◆ Directions ◆
**A.** In the blog post, rewrite the paragraph beginning "My vivacious writing partner and I" in a more concise form, keeping its main facts.
**B.** Reproduce the blog post verbatim from "The Editorial Meeting" up to and including "what a nightmare.".
**C.** Continue the blog post from its final sentence, keeping the same voice.

◆ Passage ◆
──────────────────────────────
Question Answered

Pals,

My vivacious writing partner and I craft a question for your edification nearly every day (I’ve missed a couple lately due to work shenanigans, see the next post for a Genius! moment). She sends our product out to her custom mailing list and expects response. I post the thing here and am less expectant of an answer. It’d be neat if you did (I’m looking at you, cloaked New Zealander) in the comments, but what can you do. We used to think that the Intertubes would be participatory. A two-way conversation across the broad divide. Turns out it’s more like the tube. You look, you change the channel.

This is a minor gripe of mine, but at least one person has gone to great lengths to participate. In fact, this may be the most extraordinary response to any single post here. You remember the question from a couple days ago:

Would you rather…
move your morning radio show more upscale,
or
more lowbrow?

a) The Ante Meridiem Managerie with Mister Corpulent and His Associates
b) The Poop Show.

And this response during an anti-war rally that astoundingly occurred before this question was even posted.

We write, you decide.

In the future!

– bob

Cripes, You Didn’t Just Bake Cookies

Would you rather…
be blamed for everything and responsible for none of it,
or
be the block captain for your neighborhood Hillary In ’08 club?

a) The Coriolis Effect
b) Take that Vilsack!

Did you know that the Internet swirls anti-clockwise in the Southern Hemisphere? Go ahead, Google it.

– bob

We Test Very Well With Tweens

Would you rather…
move your morning radio show more upscale,
or
more lowbrow?

a) The Ante Meridiem Managerie with Mister Corpulent and His Associates
b) The Poop Show.

Caller ten, right now, scores two tickets to La Boheme!

– bob

The Editorial Meeting

Friends,

I spent the weekend in America’s Finest Just Okay Merely Adequate Barely Passible City for work-type meetings and have had a surprisingly good time. Surprising, after Friday’s meeting called by the higher-ups about how we suck. That wasn’t exactly name of the event. Something about data collection and reports and the dullness and dryness that middle management functionaries wallow in, but I’m mostly not allowed to talk about it. I guess they’re very sensitive. You know, about their crabbiness.

The funny thing is this. I called it a week ago. I accused them of holding a grand “finger-pointing exercise” and wanted no part of it. Tempers flared, accusations were leveled, and my presence became mandatory. Speaking of inappropriate, I probably shouldn’t have told Mr. Boss “I told you so,” but that’s how it went. Cripes, what a nightmare.
──────────────────────────────
◆ Given entries ◆
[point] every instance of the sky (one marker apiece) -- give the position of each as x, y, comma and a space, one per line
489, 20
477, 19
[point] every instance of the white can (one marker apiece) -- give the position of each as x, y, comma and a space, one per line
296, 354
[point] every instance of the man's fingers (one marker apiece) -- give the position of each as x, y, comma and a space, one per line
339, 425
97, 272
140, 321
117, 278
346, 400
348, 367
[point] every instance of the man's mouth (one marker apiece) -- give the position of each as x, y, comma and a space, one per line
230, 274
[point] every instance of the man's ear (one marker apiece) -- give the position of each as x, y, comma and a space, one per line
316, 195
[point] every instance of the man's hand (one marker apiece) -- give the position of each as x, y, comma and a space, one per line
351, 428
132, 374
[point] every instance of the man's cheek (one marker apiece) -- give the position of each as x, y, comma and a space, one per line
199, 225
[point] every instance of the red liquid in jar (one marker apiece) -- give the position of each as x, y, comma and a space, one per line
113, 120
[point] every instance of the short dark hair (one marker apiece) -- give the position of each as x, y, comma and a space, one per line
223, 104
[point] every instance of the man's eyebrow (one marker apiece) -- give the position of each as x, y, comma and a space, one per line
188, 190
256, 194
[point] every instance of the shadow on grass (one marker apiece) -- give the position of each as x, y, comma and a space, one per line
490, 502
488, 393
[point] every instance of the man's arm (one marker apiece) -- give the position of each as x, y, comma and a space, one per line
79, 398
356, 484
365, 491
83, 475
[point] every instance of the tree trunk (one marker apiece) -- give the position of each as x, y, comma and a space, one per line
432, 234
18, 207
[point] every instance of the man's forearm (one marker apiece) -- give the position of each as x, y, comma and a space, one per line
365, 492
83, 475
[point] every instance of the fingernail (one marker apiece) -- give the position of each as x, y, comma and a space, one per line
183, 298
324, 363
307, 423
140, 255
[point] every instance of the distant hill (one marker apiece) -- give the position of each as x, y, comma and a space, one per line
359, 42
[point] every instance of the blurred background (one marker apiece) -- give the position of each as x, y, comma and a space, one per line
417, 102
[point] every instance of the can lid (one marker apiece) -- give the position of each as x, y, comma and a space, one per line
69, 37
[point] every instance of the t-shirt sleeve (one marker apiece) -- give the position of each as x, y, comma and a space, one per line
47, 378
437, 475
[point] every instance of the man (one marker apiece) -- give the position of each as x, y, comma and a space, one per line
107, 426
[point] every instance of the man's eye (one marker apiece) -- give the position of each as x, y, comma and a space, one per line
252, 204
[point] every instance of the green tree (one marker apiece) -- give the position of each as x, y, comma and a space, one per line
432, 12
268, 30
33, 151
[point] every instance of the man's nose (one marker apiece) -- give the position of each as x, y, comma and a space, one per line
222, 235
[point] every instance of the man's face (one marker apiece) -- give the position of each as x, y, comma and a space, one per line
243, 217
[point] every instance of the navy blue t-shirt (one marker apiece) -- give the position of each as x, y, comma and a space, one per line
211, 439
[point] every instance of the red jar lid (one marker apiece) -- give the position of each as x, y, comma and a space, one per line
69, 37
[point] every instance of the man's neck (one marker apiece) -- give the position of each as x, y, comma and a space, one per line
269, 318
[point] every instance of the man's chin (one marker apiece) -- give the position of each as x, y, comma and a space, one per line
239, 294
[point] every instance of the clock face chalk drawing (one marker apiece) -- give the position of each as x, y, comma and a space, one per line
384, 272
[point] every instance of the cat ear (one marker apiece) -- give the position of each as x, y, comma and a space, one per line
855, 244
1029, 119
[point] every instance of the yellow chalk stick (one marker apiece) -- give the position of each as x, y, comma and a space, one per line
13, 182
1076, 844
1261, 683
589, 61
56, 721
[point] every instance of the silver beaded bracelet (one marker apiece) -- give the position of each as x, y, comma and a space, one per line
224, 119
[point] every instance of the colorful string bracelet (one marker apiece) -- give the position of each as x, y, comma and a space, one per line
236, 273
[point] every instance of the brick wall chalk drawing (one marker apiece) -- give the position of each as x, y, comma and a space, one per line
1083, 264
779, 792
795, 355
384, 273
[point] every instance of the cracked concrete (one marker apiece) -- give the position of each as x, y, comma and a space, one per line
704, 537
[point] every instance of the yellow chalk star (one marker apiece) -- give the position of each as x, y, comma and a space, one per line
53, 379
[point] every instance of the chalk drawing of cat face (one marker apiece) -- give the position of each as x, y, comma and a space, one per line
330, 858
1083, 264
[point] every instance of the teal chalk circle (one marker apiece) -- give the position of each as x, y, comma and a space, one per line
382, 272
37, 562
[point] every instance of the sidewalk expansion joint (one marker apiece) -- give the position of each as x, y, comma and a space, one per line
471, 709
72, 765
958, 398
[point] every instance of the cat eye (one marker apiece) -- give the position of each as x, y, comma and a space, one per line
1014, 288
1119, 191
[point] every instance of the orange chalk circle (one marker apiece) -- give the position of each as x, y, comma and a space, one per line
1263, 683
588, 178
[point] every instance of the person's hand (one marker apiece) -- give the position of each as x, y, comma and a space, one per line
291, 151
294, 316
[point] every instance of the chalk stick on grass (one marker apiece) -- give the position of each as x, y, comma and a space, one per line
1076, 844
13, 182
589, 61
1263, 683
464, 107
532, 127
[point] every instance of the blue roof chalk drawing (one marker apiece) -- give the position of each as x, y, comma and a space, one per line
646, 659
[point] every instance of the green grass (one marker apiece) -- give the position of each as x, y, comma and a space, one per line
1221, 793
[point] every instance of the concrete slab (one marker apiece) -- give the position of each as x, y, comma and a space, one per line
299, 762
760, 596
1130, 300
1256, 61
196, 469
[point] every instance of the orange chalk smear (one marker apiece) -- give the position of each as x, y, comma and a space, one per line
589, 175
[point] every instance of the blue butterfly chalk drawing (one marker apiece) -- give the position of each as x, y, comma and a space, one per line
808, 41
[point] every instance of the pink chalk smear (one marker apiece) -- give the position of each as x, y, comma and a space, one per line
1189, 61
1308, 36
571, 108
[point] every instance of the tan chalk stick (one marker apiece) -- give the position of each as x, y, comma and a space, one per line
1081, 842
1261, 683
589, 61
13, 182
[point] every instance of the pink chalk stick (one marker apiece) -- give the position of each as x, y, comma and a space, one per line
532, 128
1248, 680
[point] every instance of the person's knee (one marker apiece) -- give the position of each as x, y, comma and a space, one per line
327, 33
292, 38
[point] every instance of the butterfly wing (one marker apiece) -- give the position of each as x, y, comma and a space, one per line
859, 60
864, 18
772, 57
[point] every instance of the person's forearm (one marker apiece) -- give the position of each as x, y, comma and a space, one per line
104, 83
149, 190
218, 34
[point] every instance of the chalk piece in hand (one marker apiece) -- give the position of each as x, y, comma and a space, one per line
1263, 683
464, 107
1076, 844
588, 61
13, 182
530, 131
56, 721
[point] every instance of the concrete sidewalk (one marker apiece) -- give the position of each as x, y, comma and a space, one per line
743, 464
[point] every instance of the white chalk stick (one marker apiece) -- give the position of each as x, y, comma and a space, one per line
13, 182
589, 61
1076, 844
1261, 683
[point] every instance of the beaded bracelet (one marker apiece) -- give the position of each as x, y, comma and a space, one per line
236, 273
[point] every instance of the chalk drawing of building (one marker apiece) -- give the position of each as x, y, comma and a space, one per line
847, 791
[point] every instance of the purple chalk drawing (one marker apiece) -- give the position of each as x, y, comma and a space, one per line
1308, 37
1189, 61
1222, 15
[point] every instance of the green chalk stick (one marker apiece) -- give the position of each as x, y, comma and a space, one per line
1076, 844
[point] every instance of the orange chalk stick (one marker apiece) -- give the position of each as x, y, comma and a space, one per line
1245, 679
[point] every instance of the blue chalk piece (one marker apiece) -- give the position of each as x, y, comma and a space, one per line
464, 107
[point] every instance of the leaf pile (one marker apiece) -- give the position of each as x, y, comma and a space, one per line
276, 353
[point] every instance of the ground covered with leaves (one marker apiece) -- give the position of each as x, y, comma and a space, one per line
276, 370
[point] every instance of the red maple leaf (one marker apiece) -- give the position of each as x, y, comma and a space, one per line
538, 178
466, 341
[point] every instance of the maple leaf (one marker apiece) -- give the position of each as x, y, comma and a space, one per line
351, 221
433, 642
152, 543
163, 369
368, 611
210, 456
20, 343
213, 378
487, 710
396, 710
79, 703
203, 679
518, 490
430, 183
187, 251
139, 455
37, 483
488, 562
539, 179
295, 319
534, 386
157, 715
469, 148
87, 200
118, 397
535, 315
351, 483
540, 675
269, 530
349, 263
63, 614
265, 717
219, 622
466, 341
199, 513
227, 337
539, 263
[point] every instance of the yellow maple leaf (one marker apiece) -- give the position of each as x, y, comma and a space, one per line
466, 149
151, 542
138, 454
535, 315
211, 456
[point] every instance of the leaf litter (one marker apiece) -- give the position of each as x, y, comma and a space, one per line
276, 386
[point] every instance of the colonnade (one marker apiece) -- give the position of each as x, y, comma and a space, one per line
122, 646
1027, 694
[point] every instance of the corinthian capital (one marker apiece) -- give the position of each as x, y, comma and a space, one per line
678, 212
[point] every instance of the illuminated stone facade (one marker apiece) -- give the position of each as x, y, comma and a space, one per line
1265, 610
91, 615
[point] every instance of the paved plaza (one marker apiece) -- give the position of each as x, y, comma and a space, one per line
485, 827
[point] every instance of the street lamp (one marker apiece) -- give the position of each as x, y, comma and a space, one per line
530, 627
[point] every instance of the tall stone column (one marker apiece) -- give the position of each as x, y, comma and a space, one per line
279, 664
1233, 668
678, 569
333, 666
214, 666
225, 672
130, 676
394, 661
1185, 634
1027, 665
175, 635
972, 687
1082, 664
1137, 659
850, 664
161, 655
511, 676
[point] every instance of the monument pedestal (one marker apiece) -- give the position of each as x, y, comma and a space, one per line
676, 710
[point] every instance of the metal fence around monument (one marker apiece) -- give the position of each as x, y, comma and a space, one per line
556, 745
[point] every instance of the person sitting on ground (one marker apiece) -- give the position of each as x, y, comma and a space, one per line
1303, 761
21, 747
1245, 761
──────────────────────────────
◆ Answers to the exercise ◆
**A.** The writer and a writing partner compose a question nearly every day, though work has recently caused a couple to be missed. She sends each question to her mailing list and expects replies. The writer posts it here with fewer expectations, while inviting comments, particularly from a cloaked New Zealander. They once believed the Internet would be a two-way conversation. Instead, it resembles television: people watch, then change the channel.

**B.**
The Editorial Meeting

Friends,

I spent the weekend in America’s Finest Just Okay Merely Adequate Barely Passible City for work-type meetings and have had a surprisingly good time. Surprising, after Friday’s meeting called by the higher-ups about how we suck. That wasn’t exactly name of the event. Something about data collection and reports and the dullness and dryness that middle management functionaries wallow in, but I’m mostly not allowed to talk about it. I guess they’re very sensitive. You know, about their crabbiness.

The funny thing is this. I called it a week ago. I accused them of holding a grand “finger-pointing exercise” and wanted no part of it. Tempers flared, accusations were leveled, and my presence became mandatory. Speaking of inappropriate, I probably shouldn’t have told Mr. Boss “I told you so,” but that’s how it went. Cripes, what a nightmare.

**C.**
But wait! What about the mailbag? We don’t have a mailbag. Okay, we do, but nobody sends anything to it. That’s not to say the we don’t receive criticism. Let’s chat with the editor:

  • yeah, apparently you’re a right wing jerk. – ed
  • Um, what? Me? Mister peace and love?
  • well fruitcake, you supported the war, and you’ve got this free market, anti-immigrant thing going on.
  • Wait a minute, anti-illegal immigrant, thank you very much.
  • well, ain’t that cute. you’re against people fleeing their corrupt, third-world existence to the promise of a better life. nice.
  • Only when we’re paying for it.
  • small-l libertarianism. isn’t that the current vogue?
  • Not anymore, I guess. It’s a post-partisan world now. Or didn’t you see the State of the State speech.
  • and the war?
  • I’m going with the moderates on this one. Right war, wrong time.
  • are you kidding me? you’re supporting that brain-dead idiot?
  • Can you hear yourself? He’s a knucklehead and he’s botched the middle and the end part. Maybe Obama can fix it!
  • jeebus, i’m depressed.
  • Me too.

There was a little more in that meeting with the editor, but it was mostly gentle sobbing, and we held hands for a little while. In a totally manly way, though.

Your pal,

bob

It’s The Cubicle Way

Would you rather…
irritate the nice OnStar lady,
or
be the next casualty in The Great Yummy Smells War?

a) [We call this “limp home” mode, chump.]
b) A fella brings a Cinnabun, you bring a Works Pizza.

Look, there are just some places you don’t ask directions to.

– bob

NOTE: No Question tomorrow or Monday due to the terrible human scourge called “meetings.” I understand that they’re designed to allow people to interact and exchange ideas in an honest, open manner. I also understand that I’ll never be able to get those hours back.

Positively Dreadful

Would you rather…
audition for American Idol in character as the Cowardly Lion
or
Mr. T?

a) If I, was the king, of the dance-flooooor!
b) I’m goin’ to Hollywood, fool. But I ain’t flyin’.

We had to get this out of our systems.

– bob

Box Stitch, Or Baffles?

Would you rather…
grow fleece-lined oranges,
or
cover your prize Bird of Paradise blooms in tiny down comforters?

a) Comfortable, relaxed fit. Available in sizes from kumquat to grapefruit.
b) We use only high-lofting 600-fill white goose down for maximum warmth.

We’re calling it the Fuzzy Navel.

– bob

A Public/Private Partnership

Would you rather…
that your town is a little more dismal today,
or
in a rush of team spirit you vote to approve an expensive new stadium?

a) The cold, grimy streets seem a little more bleak…
b) One raw egg, chili powder, orange juice, then you drink it all at once.

At least snow would enhance what little brightness there is to be had.

– bob

High Density Polyethylene Is You, Darling!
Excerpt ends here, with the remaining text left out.